Would you print the records below word for word, without the pictures?
*** Opening Dataset extract ***
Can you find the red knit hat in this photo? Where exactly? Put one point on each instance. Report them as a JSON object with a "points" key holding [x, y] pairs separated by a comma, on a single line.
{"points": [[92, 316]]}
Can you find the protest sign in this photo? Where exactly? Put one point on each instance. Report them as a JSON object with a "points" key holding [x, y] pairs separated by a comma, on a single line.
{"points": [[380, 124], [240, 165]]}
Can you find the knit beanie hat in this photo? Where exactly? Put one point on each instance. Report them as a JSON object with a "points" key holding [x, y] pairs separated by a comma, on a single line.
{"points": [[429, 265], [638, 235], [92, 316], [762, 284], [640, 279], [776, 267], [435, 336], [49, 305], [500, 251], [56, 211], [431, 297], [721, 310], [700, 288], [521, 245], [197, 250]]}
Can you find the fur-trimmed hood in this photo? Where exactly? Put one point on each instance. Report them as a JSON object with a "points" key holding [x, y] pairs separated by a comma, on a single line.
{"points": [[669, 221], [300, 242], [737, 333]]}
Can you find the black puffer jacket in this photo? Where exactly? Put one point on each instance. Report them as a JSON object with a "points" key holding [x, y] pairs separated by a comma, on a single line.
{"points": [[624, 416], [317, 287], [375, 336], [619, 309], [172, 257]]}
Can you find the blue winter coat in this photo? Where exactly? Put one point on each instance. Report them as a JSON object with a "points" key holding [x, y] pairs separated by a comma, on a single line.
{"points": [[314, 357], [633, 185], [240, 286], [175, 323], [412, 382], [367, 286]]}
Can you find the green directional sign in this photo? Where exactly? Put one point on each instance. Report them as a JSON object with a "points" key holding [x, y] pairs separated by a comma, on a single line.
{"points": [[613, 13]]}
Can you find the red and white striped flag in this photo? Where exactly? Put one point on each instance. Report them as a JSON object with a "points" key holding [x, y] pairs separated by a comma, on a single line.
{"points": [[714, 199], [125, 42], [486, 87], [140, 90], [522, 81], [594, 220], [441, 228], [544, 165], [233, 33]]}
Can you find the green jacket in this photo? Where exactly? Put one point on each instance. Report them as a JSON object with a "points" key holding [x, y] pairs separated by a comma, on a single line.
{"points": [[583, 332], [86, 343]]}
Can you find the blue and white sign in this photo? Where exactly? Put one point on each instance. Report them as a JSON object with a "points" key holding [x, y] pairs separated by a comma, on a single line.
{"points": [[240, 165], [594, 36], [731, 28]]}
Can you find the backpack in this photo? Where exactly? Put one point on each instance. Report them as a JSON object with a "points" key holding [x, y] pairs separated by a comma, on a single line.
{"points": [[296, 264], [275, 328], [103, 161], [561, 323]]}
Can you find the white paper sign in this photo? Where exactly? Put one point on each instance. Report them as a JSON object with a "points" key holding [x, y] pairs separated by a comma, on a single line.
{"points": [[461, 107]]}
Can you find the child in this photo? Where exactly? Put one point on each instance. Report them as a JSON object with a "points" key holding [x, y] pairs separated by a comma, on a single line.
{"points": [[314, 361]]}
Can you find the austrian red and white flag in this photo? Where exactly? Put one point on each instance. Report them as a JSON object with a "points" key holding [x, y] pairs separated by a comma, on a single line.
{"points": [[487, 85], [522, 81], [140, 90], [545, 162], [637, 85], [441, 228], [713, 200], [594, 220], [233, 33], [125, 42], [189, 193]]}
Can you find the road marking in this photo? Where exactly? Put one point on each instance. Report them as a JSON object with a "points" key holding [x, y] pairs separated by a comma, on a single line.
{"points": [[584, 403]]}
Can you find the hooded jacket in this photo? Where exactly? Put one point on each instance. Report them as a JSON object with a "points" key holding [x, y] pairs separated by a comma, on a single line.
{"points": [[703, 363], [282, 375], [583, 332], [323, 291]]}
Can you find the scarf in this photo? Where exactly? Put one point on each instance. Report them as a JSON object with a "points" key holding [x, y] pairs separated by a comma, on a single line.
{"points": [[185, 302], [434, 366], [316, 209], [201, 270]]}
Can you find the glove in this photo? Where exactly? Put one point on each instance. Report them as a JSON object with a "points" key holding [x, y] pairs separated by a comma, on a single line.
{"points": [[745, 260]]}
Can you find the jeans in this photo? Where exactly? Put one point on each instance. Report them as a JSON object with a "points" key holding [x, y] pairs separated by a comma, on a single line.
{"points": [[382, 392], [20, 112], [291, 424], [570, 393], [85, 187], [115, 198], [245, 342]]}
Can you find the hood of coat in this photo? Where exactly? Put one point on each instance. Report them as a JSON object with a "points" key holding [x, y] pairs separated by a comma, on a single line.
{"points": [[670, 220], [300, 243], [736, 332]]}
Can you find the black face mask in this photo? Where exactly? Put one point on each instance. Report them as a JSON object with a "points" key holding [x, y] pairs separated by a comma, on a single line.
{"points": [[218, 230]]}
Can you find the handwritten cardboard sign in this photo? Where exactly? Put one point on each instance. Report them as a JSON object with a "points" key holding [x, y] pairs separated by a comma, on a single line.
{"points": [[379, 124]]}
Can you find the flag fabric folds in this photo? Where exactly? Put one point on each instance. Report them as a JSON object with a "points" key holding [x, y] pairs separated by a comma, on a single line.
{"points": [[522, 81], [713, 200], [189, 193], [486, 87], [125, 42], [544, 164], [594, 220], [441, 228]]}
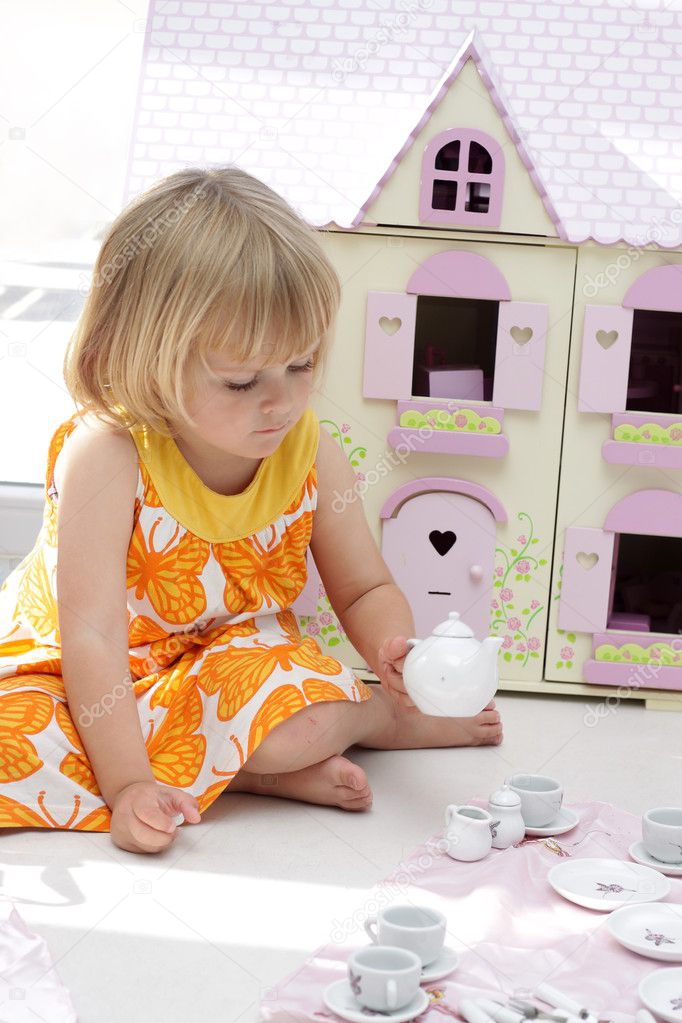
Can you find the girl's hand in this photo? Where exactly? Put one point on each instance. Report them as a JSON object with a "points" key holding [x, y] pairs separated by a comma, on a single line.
{"points": [[142, 817], [392, 658]]}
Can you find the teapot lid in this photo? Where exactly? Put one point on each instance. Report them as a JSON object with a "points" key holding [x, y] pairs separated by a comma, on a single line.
{"points": [[453, 627], [505, 797]]}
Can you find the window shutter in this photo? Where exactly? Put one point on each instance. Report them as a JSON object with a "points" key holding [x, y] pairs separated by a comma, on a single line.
{"points": [[390, 345], [588, 556], [519, 357], [605, 360]]}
*** Closing Dataset extract ***
Result of this task -
Can you find the red knit hat in this photo? Where exactly? Put one point on each instance. Report them as a JSON object with a "points" key holding [x, y] pairs separated by a comma, on a single line.
{"points": [[92, 316]]}
Can you find the protest sign in this photo? Where exactly? Put one point on each instance. Report them as a JSON object with a "points" key holding [x, y] pairs separated by a comma, on a single line.
{"points": [[380, 124], [240, 165]]}
Can you find the knit beanie hat in this photo? Where exactly? Put one point on each instance. Report them as a JSON object with a "points" key holding [x, y] pairs separated by a comma, on a single line.
{"points": [[429, 265], [638, 235], [92, 316], [762, 284], [640, 279], [776, 267], [435, 336], [49, 305], [500, 251], [56, 211], [431, 297], [721, 310], [700, 288], [521, 245], [197, 250]]}
Can you find the fur-trimmed hood in this photo? Where exactly? Put one point on each instance. Report them as a JSON object with a "points" key holding [x, y] pairs separated by a comma, on a single line.
{"points": [[669, 221], [300, 242], [737, 333]]}
Can you find the black puffer jacket in this photo? Where exactly? Put one point on each instance. Report them as a JSON object with a "points" key holding [x, y] pairs separated by a comma, on a single line.
{"points": [[624, 416], [317, 287], [375, 336], [619, 309], [172, 257]]}
Can you find the blue winter coat in this photo? Where exactly? Put one point on each instance. Report them as a JSON object with a "points" key holding [x, y] pairs separated by a comma, on a single line.
{"points": [[314, 357], [633, 185], [240, 286], [175, 323], [412, 382], [367, 286]]}
Can you find the green directional sign in this photo? Where exactly? Put one point on each instance. Report them as a JSON object with a "points" key holding [x, y] pairs separated by a comma, on a single line.
{"points": [[613, 13]]}
Can you find the red and white striped flag in this photo? Where exactly? Put one point on each instance. Report them as a JSON object with a "points" key holding [x, y] pairs separated by a comma, on a single line.
{"points": [[714, 199], [125, 42], [486, 87], [140, 90], [522, 81], [594, 220], [441, 228], [544, 165], [233, 33]]}
Can you find the green jacket in this photo? Where exactly? Put one point on each instance. Report them as a JSON object with a "points" key holding [x, y] pairs separated by a comma, on a single line.
{"points": [[583, 332], [86, 343]]}
Can you find the blue and white sign in this photo? Where exactly? Put one point on each instance. Report them as a JSON object with a "points" key holding [x, y] pairs separated by a comma, on a single line.
{"points": [[240, 165], [594, 36], [731, 28]]}
Can you find the backpack in this photo? Where exactly? Put one point on each instance. Report them as a JSON object with a "points" key holding [x, y] pairs separated by a comma, on a single line.
{"points": [[296, 264], [275, 328], [103, 161], [561, 323]]}
Can you find the white paper sign in this photo? Where exactly? Put one point on each instance. Report them as a JSON object with a "points" key holding [x, y] pairs separated by a comma, on a single line.
{"points": [[461, 107]]}
Can you find the child in this photo? Where exactly? Put one point on each instance. Report them as a JSON object with a "points" key holding [x, y] pairs separated by a comma, on a single line.
{"points": [[314, 361]]}
Can you find the austrian red and white flag in this photo? Where exactly? Put one point on each instance. Report them as a JSON object with a "points" key holding [x, y] pairs separated by a comma, on a single line.
{"points": [[487, 85], [522, 81], [140, 90], [545, 162], [637, 85], [441, 228], [713, 200], [594, 220], [233, 33], [125, 42], [189, 193]]}
Can you find the road marking in this photo? Where exactly? Put one point on each instance. Report them as a JSON object with a "points" key holding [x, y] pairs separated by a comma, on a single line.
{"points": [[584, 403]]}
Can you find the hooded jacket in this photo? Where exactly? Put one point on each instance. Report them as a JSON object with a "points" key holding [x, y] pairs separated by a comma, on a single line.
{"points": [[703, 363], [282, 375], [583, 332], [323, 291]]}
Can you find the scarf in this photo? Where exactly? Put one point on each instance. Report them as a JSON object with a "points" key holding [x, y] pairs separated by a comma, on a single line.
{"points": [[185, 302], [434, 366], [316, 209], [201, 270]]}
Can you find the glove in this photo? Where exactly? Put one point on each instance. Report them as a JSON object with a "points" key holding [x, y] pairs separated by a comma, on a single line.
{"points": [[745, 260]]}
Can you find the jeans in this photo? Where exactly? Put one point on each instance. Report them as a JSON object with a "points" key holding [x, y] pairs separated by a comma, on a single line.
{"points": [[382, 392], [20, 112], [291, 424], [570, 393], [85, 187], [115, 198], [245, 342]]}
Can you find the hood of coat in this photo? Where exactly? Put one point on each instance. Report them as a JSON object with a "points" key holding [x, y] pairs separated by a comma, on a single line.
{"points": [[670, 220], [300, 243], [736, 332]]}
Can you find the black face mask in this photo? Where exactly? Put one point on each instance. Report them as a JSON object with a "points" key holding [x, y] pairs separated by a comma, on a single line.
{"points": [[218, 230]]}
Can you find the handwritten cardboard sign in this photo? Where exactly? Put one point on each instance. Report them as a JSON object with a "points" key holding [x, y] pairs separated by a comma, on a single line.
{"points": [[379, 124]]}
Can you find the flag fabric folds in this photo? Where exactly? Put one point on each instance. Report them as a JSON object with a "points" key holding [x, y] pairs separated by a comma, on a single line.
{"points": [[522, 81], [713, 200], [189, 193], [486, 87], [125, 42], [544, 164], [594, 220], [441, 228]]}
Can you find the girl's hand in this photo? Where exactly? Put one point on each instance. Report them as a JSON object with a "points" key holding [x, y] pairs separated by a comma, on a single line.
{"points": [[142, 817], [392, 658]]}
Can you find the teapot lid in this photo? Where exactly? Put one point on each instance. Report them as a JSON object with a "points" key holding [x, y] pairs separated by a comma, on a single line.
{"points": [[453, 627], [505, 797]]}
Can you find the window shutter in this photo? Where exactly? Put one point on each instance. Report them as a JSON object with a "points" key holding [x, y] pairs separated by a comma, on a single line.
{"points": [[390, 345], [588, 556], [519, 357], [605, 360]]}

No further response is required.